═════ TEXTE À LIRE
L'ouvrier comme Gestaltende Kraft
Dans beaucoup de ses écrits, Winnig évoque la mission particulière du monde ouvrier. À ce propos, plusieurs années après les faits, Winnig, dans ses mémoires, se souvenait du jour « où les frères Jünger (Ernst et Friedrich Georg) étaient venus lui rendre visite à l'improviste et lui avaient demandé comment il était venu à penser que l'ouvrier pouvait devenir le porteur de forces créatrices / formatrices (gestaltende Kräfte) et donc constituer un espoir ». « Notre conversation a duré toute un avant-midi, mais nous ne nous sommes pas rapprochés et nous nous sommes même séparés dans l'insatisfaction. Les mots avaient chez eux deux une autre signification que chez moi ». Ce qui différenciait Winnig des intellectuels de la droite de son époque, c'était qu'il était lui véritablement d'origine prolétarienne et que ses expériences existentielles venaient en droite ligne du monde ouvrier.
══════════
*CONSIGNE*.
Poursuivez le texte sur Winnig et le monde ouvrier à partir de sa dernière phrase.
═════ DOCUMENTS FOURNIS
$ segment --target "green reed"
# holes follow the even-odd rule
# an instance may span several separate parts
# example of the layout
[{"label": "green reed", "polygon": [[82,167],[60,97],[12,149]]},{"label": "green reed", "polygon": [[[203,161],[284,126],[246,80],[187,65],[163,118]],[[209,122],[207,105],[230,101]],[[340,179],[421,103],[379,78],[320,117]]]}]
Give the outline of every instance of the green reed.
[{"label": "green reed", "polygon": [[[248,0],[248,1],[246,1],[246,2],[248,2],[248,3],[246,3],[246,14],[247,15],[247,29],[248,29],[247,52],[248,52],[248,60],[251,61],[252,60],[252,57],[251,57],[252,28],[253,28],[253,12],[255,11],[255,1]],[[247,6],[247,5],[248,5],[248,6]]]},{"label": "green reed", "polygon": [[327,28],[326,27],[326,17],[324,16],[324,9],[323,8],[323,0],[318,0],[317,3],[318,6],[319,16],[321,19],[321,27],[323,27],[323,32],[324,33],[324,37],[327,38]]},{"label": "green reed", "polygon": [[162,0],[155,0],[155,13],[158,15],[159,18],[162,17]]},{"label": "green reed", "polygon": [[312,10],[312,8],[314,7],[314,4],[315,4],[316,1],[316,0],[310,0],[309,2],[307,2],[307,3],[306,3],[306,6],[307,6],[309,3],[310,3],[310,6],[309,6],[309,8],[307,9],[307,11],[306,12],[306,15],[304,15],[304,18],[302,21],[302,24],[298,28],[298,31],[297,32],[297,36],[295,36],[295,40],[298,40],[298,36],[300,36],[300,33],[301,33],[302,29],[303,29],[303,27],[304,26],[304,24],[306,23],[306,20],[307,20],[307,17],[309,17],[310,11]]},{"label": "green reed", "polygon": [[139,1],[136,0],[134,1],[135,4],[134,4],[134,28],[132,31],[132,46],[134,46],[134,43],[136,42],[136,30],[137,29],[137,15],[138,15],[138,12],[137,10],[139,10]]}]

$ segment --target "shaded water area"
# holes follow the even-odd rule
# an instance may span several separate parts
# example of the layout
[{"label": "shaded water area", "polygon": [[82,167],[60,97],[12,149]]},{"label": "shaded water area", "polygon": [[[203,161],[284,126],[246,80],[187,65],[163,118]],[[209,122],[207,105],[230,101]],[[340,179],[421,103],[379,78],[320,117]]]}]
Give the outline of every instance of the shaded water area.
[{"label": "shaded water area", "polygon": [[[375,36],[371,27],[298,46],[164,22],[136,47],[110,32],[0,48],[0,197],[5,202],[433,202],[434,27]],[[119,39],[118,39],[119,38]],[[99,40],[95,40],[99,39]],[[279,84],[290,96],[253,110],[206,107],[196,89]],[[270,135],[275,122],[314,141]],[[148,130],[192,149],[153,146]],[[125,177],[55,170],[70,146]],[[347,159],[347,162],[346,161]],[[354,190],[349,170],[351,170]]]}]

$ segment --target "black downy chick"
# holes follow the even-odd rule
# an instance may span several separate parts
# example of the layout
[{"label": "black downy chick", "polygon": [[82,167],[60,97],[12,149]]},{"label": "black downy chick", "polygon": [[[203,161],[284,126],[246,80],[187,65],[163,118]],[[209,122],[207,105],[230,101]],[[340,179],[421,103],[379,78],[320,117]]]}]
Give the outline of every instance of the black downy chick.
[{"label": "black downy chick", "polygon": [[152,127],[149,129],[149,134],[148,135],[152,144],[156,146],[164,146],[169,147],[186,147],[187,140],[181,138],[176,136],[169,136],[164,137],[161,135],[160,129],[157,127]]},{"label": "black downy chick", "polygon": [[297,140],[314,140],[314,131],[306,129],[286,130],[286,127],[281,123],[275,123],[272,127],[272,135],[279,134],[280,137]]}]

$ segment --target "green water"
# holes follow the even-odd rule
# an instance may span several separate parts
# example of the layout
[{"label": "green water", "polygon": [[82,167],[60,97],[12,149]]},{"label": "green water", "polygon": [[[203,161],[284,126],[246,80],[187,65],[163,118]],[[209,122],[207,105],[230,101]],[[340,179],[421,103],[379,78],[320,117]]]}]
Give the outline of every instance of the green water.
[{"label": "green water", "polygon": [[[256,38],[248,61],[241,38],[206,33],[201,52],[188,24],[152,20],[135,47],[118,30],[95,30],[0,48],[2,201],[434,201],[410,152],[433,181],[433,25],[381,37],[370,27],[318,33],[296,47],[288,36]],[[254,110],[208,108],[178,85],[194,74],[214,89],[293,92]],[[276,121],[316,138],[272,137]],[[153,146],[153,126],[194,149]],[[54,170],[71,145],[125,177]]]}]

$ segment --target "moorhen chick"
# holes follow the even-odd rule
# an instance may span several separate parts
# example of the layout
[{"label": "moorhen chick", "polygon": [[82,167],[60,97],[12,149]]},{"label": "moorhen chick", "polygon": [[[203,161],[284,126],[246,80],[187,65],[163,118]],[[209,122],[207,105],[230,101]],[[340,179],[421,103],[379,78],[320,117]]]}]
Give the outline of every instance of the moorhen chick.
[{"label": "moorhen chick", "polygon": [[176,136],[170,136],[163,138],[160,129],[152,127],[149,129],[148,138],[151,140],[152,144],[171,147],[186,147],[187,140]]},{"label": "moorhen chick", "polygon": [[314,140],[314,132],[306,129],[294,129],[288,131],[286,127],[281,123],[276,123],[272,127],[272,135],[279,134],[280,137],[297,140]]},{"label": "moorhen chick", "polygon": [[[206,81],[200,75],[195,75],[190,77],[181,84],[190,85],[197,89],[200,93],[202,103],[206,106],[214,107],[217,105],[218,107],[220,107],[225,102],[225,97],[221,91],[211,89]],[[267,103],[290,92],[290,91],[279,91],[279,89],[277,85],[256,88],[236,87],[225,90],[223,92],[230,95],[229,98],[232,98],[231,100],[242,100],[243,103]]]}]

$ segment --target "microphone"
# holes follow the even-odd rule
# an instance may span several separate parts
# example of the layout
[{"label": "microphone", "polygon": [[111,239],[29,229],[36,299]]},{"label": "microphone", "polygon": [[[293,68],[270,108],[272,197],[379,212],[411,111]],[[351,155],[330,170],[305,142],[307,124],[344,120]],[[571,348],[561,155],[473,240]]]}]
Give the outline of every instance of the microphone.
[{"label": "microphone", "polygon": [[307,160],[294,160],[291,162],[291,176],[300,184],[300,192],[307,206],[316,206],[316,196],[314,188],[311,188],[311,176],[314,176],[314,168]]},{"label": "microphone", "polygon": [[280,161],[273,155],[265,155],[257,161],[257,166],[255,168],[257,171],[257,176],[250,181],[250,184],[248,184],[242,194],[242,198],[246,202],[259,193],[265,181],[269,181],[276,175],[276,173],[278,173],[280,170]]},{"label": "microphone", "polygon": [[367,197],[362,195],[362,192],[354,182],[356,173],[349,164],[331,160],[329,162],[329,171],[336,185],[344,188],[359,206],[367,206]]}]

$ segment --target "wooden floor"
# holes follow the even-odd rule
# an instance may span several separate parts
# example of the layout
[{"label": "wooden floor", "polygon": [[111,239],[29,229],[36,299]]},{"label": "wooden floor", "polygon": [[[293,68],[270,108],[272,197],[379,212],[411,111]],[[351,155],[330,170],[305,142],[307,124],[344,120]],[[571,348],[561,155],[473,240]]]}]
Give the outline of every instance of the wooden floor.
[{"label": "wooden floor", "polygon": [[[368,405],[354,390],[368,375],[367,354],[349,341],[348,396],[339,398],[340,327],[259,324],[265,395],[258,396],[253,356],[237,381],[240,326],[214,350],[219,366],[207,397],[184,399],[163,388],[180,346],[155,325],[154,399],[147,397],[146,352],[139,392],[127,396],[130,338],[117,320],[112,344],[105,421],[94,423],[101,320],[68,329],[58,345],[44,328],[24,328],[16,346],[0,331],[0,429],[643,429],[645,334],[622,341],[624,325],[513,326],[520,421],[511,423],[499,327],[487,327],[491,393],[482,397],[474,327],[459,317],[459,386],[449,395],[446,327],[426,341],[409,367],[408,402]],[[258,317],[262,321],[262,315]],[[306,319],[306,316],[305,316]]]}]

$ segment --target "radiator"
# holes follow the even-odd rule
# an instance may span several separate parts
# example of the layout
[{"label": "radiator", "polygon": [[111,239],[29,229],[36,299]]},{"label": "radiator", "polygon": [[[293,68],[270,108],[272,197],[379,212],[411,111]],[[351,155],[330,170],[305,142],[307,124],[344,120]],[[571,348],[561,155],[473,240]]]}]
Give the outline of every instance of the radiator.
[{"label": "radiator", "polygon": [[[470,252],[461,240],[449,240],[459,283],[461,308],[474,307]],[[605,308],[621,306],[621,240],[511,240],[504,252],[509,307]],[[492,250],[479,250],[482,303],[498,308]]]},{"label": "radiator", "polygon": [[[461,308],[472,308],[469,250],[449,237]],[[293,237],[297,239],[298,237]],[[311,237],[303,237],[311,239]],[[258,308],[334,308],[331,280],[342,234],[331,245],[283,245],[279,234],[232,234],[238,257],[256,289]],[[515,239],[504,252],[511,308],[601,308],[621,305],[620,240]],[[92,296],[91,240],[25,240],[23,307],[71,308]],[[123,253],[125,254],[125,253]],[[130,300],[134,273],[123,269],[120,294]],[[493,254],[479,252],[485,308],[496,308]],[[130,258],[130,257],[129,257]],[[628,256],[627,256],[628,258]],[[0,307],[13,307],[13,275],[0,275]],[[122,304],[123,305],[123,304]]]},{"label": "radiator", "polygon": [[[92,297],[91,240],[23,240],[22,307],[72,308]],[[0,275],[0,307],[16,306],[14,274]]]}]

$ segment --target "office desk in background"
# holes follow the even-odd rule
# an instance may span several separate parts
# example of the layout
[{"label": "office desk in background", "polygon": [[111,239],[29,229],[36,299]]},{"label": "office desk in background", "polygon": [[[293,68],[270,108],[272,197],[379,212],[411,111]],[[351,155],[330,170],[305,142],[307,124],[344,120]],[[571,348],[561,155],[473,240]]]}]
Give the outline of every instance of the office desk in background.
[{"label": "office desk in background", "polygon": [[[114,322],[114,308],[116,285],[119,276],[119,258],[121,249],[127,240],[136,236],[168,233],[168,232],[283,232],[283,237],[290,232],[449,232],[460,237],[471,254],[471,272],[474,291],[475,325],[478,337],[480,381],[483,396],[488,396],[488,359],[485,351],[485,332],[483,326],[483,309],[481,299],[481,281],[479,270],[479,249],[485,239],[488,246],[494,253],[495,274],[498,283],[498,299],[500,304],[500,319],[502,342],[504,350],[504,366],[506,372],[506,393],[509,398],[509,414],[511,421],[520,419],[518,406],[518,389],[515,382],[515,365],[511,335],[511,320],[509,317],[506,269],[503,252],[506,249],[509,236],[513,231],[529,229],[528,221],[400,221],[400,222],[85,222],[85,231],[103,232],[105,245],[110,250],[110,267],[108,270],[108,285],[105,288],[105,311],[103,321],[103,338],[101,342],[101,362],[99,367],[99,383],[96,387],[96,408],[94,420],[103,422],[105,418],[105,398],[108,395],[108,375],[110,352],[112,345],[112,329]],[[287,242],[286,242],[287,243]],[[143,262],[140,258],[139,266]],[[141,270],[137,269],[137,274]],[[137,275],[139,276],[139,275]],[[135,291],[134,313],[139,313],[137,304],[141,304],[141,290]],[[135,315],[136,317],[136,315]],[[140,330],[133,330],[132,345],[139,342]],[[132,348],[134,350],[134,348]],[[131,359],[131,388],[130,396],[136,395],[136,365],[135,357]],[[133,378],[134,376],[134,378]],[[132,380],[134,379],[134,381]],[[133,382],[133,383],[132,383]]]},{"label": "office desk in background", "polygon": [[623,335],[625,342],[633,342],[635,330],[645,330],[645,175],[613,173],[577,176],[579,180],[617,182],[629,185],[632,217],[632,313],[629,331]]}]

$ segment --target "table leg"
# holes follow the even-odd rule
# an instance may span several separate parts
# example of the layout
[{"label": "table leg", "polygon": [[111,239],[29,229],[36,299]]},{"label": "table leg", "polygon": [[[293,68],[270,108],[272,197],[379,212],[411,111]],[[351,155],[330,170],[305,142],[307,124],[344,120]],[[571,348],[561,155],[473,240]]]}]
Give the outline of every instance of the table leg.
══════════
*RÉPONSE*.
En 1931, Winnig converse pendant plusieurs heures avec Hitler, qui lui propose la place de Premier Ministre de Prusse s'il adhère au parti dans un délai de 4 semaines. Winnig a d'abord hésité, puis il a refusé. Il passe les année du IIIe Reich dans de bonnes conditions, dans sa maison de Potsdam, près du Neuer Garten ; il est un écrivain politique apprécié par le grand public. Ses livres et ses nouvelles, son autobiographie intitulée Der weite Weg (Le long chemin), connaissent des tirages élevés. Peu avant que n'éclate la guerre, la même année où paraît Les falaises de marbre d'Ernst Jünger, Winnig publie un essai sur l'Europe (Europa – Gedanken eines Deutschen ; = L'Europe : Les pensées d'un Allemand). Dans ce petit ouvrage percutant, il explique que l'Europe actuelle est l'œuvre historique des grands peuples germaniques qui ont sauvé l'essentiel du travail politique antérieur de Rome. Sur ce double héritage romain et germanique, se greffe un apport chrétien : « L'Europe est née sous le signe de la Croix. En tant qu'unité vivante, elle ne vivra dans l'avenir que sous la forme d'une communauté européenne, dans laquelle chaque peuple pourra garder son propre style de vie ». Winnig s'inquiète, dans ce livre, du sort que pourrait connaître l'Europe si la Russie bolchévique parvient à se rendre maîtresse du centre du continent, grâce à une alliance qui la lierait à l'Occident.
Certains des vieux rêves de Winnig semblent se réaliser fin 1940 quand les armées du Reich sont au faîte de leur puissance, si bien, qu'après la guerre, il note dans ses souvenirs : « Même certains de mes anciens amis de mon époque syndicaliste, d'anciens députés du Reichstag, avec qui j'échangeais encore du courrier, étaient désormais convaincus de la mission mondiale de Hitler et auraient été prêts à renier tous les reproches qu'ils lui avaient adressés ».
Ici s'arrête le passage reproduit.